--- 課題内容 ---
以下の雑談に関する引用文から、「そのたびに、「あ~、なんて自」と「消するヒントをまとめました。」の間を、両端を含めて原文どおりに出力せよ。

--- 引用文 ---
初対面の人や苦手な人といっしょにいる時、一瞬の沈黙が妙に長く感じられることはありませんか? 何か会話をしたいけど、何を話していいかわからない。せっかく話しかけてもらっても、うまい返しができなくてすぐに話が切れてしまった。そんな経験がある人は多いと思います。
そのたびに、「あ~、なんて自分はダメなんだ」と自分を責めてきませんでしたか。仕事でも、プライベートでも、世の中は雑談をする機会にあふれています。だから、「雑談が苦手だ」というマインドを持っていると、思いのほか、ストレスを感じることが多くなります。でも、そうした負の感情であなたの心を満たすのは、
今日でおしまいにしましょう。
ペラペラと饒舌にしゃべることだけが雑談ではありません。あなたは、あなたにできそうなことをやりつつ、ちょっとずつ雑談の技術を身につければよいのです。そんな雑談のテクニックがまとまった書籍『雑談が上手い人が話す前にやっていること』の中から一部を抜粋・編集し、雑談でたくさんモヤモヤを解消するヒントをまとめました。

[オブジェクト指示データセットの行]
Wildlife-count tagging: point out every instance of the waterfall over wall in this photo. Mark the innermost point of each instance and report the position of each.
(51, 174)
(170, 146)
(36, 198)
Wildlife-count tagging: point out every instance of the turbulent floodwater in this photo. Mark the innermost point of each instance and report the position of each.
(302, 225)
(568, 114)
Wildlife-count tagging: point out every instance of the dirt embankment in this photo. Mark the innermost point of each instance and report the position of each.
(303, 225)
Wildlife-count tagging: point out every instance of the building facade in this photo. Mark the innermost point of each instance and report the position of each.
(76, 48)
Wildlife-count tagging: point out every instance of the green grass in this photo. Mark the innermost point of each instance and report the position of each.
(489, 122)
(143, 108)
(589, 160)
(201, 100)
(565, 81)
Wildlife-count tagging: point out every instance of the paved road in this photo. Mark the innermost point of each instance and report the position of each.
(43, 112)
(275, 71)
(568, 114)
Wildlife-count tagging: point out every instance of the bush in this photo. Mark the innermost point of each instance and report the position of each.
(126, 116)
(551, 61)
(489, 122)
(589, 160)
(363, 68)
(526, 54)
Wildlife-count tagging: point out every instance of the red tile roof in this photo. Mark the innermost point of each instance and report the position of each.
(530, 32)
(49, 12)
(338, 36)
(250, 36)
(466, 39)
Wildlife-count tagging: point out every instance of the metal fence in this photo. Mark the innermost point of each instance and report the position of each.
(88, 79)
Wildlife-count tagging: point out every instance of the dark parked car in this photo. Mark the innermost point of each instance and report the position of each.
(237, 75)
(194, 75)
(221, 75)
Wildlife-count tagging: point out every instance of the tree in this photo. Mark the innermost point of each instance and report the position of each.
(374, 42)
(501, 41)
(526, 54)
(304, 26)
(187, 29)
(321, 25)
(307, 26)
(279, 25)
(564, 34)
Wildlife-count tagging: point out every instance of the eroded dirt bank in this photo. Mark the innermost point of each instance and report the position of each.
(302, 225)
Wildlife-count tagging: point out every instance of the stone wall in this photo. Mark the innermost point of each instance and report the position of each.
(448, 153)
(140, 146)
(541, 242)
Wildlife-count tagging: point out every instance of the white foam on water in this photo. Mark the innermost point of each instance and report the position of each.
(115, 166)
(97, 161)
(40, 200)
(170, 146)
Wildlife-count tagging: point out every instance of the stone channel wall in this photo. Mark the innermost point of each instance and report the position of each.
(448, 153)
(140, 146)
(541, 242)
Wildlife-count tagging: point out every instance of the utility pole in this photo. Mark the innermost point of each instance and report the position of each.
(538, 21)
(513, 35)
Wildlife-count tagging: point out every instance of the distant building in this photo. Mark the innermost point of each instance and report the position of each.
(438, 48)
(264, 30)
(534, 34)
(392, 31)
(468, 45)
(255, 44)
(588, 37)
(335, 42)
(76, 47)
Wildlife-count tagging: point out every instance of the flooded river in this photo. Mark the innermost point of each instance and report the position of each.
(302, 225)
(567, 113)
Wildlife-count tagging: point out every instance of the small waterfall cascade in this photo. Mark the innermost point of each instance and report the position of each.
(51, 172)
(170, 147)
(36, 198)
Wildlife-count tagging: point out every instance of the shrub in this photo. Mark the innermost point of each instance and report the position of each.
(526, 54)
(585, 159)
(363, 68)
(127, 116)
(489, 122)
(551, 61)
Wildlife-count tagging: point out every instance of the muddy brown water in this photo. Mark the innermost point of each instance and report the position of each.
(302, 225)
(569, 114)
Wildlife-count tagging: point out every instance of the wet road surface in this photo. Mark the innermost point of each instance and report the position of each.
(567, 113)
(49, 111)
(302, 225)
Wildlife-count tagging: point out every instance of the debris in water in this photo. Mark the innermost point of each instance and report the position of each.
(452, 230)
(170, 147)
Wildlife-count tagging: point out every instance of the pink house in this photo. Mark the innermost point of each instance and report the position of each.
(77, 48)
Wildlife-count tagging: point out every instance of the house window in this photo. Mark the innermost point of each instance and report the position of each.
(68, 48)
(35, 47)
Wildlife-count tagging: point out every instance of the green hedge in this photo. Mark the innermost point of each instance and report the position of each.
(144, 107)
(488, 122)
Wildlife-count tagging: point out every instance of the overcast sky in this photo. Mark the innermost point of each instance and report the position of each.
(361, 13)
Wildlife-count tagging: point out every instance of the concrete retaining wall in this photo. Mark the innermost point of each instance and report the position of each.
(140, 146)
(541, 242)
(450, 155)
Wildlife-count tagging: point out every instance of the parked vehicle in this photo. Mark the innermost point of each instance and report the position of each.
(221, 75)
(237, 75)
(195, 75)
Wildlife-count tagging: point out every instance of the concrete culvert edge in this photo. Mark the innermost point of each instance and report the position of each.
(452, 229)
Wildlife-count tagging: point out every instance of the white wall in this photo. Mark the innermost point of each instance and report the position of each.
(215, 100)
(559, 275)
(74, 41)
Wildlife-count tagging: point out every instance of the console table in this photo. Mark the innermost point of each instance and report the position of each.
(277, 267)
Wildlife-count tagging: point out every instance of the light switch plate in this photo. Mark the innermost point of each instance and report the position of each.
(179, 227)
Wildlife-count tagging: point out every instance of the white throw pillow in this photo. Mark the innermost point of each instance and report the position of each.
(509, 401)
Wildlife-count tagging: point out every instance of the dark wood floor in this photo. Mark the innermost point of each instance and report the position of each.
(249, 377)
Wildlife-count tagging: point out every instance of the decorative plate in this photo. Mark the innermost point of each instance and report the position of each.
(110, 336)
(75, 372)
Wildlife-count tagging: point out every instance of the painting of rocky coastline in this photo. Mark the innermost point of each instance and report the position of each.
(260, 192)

--- 出力結果 ---
そのたびに、「あ~、なんて自分はダメなんだ」と自分を責めてきませんでしたか。仕事でも、プライベートでも、世の中は雑談をする機会にあふれています。だから、「雑談が苦手だ」というマインドを持っていると、思いのほか、ストレスを感じることが多くなります。でも、そうした負の感情であなたの心を満たすのは、
今日でおしまいにしましょう。
ペラペラと饒舌にしゃべることだけが雑談ではありません。あなたは、あなたにできそうなことをやりつつ、ちょっとずつ雑談の技術を身につければよいのです。そんな雑談のテクニックがまとまった書籍『雑談が上手い人が話す前にやっていること』の中から一部を抜粋・編集し、雑談でたくさんモヤモヤを解消するヒントをまとめました。